Look below for the line containing "Indicate the vintage". Reproduce it and every line after it exactly, and nothing more.

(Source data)

======

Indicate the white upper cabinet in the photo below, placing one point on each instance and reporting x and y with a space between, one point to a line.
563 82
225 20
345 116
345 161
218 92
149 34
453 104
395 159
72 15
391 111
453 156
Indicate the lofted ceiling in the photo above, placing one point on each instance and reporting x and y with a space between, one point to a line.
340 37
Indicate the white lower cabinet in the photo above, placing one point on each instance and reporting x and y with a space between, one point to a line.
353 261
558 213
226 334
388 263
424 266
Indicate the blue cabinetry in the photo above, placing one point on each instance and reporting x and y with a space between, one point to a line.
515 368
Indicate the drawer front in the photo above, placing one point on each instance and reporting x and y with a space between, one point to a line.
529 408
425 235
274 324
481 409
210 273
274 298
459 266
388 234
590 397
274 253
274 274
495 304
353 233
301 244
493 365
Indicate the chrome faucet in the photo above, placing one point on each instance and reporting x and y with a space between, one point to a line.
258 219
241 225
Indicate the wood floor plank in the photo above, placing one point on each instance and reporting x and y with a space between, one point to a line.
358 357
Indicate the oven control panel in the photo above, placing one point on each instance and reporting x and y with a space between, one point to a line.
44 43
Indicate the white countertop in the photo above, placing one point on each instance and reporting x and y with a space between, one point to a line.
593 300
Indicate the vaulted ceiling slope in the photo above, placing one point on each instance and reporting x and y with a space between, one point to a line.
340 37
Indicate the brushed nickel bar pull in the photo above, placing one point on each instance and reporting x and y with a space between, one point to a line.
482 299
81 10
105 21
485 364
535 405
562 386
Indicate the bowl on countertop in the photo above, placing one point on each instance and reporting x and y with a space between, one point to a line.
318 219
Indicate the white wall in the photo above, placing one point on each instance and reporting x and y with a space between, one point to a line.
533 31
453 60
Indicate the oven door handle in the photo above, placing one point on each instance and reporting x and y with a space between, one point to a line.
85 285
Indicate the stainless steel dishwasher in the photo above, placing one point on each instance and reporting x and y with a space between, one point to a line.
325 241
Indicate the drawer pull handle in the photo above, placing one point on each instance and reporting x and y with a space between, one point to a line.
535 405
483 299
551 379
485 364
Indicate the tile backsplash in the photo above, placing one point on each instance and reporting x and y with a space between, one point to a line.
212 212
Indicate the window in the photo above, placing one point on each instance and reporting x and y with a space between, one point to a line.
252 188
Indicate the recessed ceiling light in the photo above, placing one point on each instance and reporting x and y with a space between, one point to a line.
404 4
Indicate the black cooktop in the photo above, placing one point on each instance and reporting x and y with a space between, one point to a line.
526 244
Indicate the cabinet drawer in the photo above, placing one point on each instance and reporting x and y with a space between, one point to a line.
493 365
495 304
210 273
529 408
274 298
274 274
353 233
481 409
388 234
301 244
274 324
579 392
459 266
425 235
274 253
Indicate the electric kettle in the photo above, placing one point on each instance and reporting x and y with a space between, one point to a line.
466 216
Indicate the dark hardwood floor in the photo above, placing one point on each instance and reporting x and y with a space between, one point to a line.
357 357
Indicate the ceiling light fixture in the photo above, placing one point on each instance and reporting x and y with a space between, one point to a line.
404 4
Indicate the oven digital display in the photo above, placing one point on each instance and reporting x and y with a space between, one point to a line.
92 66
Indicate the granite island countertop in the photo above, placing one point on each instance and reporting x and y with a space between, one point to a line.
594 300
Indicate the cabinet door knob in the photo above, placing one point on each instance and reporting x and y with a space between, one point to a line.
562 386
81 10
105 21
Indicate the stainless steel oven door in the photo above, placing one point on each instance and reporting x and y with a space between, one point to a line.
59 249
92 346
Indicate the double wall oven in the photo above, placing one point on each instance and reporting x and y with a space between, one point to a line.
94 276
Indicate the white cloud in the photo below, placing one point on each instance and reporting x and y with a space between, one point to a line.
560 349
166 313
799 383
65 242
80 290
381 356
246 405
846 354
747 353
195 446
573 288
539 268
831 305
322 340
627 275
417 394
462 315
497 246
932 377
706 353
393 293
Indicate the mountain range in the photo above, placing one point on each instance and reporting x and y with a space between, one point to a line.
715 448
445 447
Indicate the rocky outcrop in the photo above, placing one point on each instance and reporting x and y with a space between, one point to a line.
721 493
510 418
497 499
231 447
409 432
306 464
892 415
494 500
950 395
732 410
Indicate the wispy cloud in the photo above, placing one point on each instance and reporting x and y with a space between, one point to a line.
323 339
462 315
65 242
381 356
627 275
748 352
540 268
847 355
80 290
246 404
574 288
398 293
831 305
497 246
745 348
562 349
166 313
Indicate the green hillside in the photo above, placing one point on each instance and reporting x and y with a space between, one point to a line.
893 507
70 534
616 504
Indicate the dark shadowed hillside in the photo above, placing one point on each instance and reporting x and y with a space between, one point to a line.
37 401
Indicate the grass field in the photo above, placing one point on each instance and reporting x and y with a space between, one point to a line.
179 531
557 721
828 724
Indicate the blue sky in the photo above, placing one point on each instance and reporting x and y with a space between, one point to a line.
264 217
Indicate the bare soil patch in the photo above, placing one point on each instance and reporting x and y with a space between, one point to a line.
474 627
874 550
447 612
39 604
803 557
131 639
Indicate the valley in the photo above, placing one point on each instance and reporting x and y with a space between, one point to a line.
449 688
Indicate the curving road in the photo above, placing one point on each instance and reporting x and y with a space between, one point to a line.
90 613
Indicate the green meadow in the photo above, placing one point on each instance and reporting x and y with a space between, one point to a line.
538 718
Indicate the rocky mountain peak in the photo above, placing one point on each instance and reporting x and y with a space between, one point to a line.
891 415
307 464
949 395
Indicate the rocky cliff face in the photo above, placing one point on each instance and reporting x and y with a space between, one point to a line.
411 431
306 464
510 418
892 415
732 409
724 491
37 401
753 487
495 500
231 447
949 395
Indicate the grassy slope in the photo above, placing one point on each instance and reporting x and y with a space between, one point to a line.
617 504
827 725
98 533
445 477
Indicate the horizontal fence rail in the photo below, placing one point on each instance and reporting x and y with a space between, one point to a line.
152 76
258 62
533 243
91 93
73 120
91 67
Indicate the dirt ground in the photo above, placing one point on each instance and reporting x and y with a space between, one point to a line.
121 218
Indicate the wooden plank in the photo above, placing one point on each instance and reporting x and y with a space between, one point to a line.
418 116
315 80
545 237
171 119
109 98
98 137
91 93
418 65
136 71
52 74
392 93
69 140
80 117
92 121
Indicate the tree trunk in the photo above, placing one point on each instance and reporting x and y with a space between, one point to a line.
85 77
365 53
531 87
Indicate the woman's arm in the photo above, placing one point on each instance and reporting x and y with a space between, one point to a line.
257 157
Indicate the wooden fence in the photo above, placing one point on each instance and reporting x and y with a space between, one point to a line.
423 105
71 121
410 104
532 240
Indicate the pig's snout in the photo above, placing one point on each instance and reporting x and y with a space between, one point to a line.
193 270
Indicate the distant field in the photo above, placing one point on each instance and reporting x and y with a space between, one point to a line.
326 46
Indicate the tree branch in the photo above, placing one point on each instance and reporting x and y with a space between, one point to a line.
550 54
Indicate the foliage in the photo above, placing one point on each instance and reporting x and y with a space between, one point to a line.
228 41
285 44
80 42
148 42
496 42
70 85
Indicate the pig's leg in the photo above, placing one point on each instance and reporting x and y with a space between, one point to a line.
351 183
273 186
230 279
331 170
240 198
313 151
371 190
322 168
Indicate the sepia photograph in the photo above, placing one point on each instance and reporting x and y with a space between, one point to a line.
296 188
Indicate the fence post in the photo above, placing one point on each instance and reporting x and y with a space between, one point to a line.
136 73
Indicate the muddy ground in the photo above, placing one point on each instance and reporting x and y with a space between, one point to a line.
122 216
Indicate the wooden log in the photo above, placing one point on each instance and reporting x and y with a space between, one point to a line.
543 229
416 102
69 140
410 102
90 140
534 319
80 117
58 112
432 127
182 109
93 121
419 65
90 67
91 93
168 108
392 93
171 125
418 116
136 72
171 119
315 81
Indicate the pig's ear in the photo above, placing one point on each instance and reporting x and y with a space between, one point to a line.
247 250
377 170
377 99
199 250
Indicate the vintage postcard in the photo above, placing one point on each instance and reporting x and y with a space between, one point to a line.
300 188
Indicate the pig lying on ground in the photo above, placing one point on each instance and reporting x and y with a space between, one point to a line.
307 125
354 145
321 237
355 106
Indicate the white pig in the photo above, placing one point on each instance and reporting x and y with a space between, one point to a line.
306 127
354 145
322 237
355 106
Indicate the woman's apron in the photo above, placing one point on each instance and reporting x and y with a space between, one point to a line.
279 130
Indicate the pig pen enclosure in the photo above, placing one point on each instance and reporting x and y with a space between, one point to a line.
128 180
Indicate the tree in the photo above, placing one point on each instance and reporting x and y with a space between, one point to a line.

======

### ANSWER AREA
Indicate the vintage postcard in the photo above, placing one point on each instance and reporting x and y with a space between, one point to a line.
300 188
Indicate the pig lying on ground in the photo above, placing one point on each instance and reporting x and y with a space between, one point to a line.
307 125
354 145
321 237
355 106
Indicate the white pig in the photo above, placing one point on each instance and reporting x and y with a space between, one point to a line.
306 127
354 145
322 237
355 106
Indicate the woman's apron in the photo above, placing one point on each instance and reporting x and y with a space between, one point to a line.
279 130
Indicate the pig pen enclosure in the photo above, placing one point on each instance and reporting x and y with a space between, one point to a line.
128 180
Indicate the tree in the photo above, placing one point on each instance and reporting x and y with a space between, one point to a line.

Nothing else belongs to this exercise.